### AIM
Return, in full, each line of the entries below that contains the string "person". Matching is case-sensitive.

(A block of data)
-*-

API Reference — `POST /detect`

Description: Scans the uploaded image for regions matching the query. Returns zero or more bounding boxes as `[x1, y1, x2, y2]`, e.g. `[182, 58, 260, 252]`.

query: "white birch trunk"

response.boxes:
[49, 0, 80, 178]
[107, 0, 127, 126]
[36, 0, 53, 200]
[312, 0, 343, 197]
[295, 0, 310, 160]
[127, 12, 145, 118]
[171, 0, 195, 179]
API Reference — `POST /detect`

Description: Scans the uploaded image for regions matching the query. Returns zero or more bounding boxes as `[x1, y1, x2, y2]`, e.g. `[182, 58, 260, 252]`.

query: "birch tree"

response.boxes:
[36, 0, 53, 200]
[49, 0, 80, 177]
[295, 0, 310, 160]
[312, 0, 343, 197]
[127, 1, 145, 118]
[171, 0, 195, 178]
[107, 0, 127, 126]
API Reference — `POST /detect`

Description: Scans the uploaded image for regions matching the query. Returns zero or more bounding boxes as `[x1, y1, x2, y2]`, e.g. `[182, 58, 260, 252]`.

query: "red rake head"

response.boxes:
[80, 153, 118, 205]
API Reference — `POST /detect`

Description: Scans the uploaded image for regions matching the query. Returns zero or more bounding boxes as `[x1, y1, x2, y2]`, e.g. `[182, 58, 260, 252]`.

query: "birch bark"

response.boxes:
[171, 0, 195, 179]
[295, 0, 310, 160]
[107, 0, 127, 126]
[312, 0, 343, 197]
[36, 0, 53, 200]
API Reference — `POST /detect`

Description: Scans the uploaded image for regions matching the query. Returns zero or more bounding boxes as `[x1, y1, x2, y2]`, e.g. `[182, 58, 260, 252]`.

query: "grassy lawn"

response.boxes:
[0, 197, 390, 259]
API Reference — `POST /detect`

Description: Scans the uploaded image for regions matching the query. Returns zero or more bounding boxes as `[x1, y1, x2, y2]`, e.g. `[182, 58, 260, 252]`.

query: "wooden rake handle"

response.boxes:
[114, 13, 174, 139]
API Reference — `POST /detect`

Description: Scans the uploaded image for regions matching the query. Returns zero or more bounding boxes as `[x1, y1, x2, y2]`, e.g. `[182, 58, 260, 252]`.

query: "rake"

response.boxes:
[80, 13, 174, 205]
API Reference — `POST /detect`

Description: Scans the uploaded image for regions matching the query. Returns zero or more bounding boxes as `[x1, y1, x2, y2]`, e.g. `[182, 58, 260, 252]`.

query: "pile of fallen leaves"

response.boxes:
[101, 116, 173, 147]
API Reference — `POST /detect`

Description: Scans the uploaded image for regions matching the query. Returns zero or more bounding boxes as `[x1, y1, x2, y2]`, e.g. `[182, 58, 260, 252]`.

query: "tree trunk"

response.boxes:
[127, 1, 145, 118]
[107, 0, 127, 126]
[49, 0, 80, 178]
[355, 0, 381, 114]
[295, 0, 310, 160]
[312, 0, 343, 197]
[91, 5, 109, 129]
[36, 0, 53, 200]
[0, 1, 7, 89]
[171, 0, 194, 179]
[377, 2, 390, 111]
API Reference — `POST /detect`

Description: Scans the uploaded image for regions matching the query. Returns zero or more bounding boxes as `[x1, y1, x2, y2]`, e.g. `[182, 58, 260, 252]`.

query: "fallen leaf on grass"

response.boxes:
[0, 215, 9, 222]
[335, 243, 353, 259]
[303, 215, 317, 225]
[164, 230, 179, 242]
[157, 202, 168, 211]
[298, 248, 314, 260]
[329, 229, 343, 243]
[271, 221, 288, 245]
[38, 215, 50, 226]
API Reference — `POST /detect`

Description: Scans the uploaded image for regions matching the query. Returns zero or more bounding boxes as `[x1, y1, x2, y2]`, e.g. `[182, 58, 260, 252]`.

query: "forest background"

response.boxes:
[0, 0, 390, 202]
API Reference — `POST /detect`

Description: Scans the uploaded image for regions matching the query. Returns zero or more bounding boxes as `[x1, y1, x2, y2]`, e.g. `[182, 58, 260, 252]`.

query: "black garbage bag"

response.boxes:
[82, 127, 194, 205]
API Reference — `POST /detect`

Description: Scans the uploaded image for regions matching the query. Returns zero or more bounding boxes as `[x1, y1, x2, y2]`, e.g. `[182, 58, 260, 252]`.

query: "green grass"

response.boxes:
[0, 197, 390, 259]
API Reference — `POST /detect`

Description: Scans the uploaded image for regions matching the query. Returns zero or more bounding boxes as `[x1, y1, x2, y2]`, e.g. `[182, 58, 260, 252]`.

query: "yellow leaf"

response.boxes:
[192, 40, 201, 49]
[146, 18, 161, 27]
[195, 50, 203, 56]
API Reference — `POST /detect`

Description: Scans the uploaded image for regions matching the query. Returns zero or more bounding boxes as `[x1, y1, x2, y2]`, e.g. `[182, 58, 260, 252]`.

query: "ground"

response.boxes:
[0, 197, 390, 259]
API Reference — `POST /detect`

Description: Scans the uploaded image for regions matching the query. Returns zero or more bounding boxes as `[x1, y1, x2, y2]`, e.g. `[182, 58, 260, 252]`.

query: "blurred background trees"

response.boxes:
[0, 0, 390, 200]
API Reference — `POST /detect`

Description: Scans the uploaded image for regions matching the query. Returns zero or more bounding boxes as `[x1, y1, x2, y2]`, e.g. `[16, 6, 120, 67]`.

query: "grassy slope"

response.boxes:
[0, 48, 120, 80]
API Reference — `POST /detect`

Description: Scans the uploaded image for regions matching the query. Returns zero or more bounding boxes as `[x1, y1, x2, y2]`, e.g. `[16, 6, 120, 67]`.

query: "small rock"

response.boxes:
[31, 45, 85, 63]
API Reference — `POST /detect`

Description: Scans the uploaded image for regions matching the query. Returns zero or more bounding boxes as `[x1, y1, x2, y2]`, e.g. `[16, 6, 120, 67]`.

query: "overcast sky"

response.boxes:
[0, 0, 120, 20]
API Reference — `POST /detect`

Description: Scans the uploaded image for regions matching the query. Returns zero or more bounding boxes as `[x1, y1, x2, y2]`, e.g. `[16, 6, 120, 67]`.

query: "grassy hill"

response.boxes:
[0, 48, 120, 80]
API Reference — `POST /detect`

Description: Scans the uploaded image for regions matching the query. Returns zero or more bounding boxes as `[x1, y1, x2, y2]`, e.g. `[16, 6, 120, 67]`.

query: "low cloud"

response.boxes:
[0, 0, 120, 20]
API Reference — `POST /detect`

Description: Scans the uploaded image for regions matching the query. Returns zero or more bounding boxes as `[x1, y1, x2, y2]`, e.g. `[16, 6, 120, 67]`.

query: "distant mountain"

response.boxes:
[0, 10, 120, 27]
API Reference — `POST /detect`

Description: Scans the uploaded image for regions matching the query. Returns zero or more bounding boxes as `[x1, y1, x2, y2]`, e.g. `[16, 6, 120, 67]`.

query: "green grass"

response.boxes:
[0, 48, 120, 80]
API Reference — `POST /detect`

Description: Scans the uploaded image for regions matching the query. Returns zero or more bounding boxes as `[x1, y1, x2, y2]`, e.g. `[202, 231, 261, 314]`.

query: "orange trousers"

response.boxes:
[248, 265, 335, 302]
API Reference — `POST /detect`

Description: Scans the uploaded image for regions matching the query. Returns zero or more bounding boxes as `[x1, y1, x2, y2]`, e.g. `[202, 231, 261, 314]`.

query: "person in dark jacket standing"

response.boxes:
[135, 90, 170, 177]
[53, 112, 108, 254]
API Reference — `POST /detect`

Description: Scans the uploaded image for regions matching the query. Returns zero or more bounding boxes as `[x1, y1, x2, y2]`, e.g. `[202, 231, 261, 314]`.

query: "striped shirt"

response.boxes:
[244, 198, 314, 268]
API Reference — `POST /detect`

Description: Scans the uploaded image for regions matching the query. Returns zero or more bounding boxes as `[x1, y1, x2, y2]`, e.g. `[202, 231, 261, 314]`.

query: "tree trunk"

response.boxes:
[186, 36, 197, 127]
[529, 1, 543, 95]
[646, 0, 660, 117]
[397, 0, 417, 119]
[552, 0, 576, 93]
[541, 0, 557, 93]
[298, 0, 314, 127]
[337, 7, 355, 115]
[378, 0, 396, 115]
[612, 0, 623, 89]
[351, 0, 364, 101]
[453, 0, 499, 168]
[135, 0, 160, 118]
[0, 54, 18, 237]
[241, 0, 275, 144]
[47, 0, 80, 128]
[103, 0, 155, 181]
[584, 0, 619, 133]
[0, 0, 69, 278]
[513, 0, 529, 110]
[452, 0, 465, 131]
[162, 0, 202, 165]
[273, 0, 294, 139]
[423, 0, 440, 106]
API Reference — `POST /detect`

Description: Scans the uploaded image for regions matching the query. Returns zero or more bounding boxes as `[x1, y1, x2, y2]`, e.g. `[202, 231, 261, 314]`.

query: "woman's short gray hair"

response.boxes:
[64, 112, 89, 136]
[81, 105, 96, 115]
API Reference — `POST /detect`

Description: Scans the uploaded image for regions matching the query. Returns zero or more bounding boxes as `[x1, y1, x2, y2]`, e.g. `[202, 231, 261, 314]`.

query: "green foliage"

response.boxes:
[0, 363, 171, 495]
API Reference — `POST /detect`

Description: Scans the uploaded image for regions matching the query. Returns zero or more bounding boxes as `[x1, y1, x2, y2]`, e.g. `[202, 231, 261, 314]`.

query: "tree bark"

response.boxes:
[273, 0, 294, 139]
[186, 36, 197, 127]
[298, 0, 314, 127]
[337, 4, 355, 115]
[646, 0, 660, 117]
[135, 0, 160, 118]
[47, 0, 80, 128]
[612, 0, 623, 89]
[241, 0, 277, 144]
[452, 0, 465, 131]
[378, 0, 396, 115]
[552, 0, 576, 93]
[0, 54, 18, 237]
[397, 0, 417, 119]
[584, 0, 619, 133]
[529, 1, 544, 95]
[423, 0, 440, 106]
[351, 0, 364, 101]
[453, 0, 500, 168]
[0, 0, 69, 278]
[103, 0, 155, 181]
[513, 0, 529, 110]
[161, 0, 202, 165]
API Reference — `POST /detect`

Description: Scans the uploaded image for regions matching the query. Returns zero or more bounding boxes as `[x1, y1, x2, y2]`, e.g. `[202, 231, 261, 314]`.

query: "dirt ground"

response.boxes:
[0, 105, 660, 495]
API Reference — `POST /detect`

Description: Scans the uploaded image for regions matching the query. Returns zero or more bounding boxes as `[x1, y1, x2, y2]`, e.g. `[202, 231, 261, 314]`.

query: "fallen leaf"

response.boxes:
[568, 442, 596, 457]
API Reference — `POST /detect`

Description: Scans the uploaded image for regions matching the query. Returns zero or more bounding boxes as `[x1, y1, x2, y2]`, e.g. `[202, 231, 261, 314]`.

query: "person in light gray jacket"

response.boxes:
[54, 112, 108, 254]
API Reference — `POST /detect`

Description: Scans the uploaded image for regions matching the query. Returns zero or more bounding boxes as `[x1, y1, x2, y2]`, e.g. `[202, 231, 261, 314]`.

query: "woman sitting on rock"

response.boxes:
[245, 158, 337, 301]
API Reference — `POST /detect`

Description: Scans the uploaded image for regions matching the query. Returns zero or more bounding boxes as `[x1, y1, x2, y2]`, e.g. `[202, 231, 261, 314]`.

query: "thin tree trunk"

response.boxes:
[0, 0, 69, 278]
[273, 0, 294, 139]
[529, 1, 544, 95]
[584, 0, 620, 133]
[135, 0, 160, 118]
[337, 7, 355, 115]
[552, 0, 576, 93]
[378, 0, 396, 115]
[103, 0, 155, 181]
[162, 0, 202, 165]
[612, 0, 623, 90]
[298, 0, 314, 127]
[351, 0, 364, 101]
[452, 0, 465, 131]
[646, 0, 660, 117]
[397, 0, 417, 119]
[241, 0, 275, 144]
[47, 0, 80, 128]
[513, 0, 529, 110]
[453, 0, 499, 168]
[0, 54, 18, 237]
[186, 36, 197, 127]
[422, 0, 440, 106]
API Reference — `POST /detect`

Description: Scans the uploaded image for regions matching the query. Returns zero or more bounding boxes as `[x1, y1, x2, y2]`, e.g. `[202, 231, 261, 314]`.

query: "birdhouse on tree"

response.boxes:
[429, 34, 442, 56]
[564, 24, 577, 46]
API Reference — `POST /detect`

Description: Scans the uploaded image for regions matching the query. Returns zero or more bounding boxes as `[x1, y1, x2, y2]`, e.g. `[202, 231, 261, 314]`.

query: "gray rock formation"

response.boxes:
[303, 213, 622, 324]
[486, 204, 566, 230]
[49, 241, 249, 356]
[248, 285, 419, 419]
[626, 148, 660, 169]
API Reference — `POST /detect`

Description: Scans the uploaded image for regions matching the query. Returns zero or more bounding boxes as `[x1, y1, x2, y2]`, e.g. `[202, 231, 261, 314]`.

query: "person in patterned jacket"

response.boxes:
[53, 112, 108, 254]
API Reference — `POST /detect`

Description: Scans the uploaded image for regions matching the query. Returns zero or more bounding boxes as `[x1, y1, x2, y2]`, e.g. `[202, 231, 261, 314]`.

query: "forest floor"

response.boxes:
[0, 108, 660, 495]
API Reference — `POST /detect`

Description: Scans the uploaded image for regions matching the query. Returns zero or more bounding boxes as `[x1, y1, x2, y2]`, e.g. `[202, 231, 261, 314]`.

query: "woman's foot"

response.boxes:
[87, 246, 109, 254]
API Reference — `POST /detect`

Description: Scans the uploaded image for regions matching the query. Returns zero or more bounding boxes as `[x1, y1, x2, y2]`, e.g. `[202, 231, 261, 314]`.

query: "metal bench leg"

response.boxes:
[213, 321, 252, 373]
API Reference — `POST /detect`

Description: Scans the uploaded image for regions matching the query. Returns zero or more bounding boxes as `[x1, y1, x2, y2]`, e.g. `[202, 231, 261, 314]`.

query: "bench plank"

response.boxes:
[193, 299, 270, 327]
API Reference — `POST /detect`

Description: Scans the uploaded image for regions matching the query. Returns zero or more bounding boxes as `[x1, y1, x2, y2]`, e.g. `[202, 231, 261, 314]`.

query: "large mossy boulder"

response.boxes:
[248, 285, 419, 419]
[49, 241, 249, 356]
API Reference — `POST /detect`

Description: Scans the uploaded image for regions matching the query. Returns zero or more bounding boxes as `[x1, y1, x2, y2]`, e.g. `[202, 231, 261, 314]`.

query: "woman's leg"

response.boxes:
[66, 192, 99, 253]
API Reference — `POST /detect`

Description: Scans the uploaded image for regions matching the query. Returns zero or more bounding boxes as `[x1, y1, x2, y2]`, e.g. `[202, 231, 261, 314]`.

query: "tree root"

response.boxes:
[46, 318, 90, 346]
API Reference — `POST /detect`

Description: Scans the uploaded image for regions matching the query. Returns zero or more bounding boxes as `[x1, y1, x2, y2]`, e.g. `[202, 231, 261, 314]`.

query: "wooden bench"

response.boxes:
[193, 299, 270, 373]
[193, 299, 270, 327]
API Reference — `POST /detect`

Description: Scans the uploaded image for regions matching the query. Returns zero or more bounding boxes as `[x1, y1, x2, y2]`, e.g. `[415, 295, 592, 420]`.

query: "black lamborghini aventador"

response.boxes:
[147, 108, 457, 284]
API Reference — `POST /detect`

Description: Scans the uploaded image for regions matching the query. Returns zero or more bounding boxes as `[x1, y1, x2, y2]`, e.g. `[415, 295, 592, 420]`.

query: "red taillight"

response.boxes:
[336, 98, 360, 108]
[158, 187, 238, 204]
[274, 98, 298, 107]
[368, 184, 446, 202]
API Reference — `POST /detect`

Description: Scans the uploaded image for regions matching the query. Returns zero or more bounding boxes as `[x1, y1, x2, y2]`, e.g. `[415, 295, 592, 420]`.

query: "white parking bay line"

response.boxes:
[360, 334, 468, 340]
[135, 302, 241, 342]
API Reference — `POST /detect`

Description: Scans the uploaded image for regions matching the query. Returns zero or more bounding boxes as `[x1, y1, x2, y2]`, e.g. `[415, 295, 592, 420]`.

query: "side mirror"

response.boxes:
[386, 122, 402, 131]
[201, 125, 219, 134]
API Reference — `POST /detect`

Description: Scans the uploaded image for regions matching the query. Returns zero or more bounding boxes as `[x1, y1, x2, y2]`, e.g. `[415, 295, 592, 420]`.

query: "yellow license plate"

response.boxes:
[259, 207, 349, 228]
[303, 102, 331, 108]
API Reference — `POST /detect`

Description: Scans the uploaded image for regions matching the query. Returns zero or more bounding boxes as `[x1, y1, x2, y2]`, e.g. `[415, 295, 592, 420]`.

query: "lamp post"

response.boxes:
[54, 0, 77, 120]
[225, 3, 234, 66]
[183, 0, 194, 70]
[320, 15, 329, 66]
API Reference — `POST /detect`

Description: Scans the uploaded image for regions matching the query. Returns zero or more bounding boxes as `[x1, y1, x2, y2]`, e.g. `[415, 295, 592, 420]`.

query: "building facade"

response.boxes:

-*-

### ANSWER TO THIS EXERCISE
query: "person in dark jacket standing"
query: "person in light gray jacket"
query: "person in patterned jacket"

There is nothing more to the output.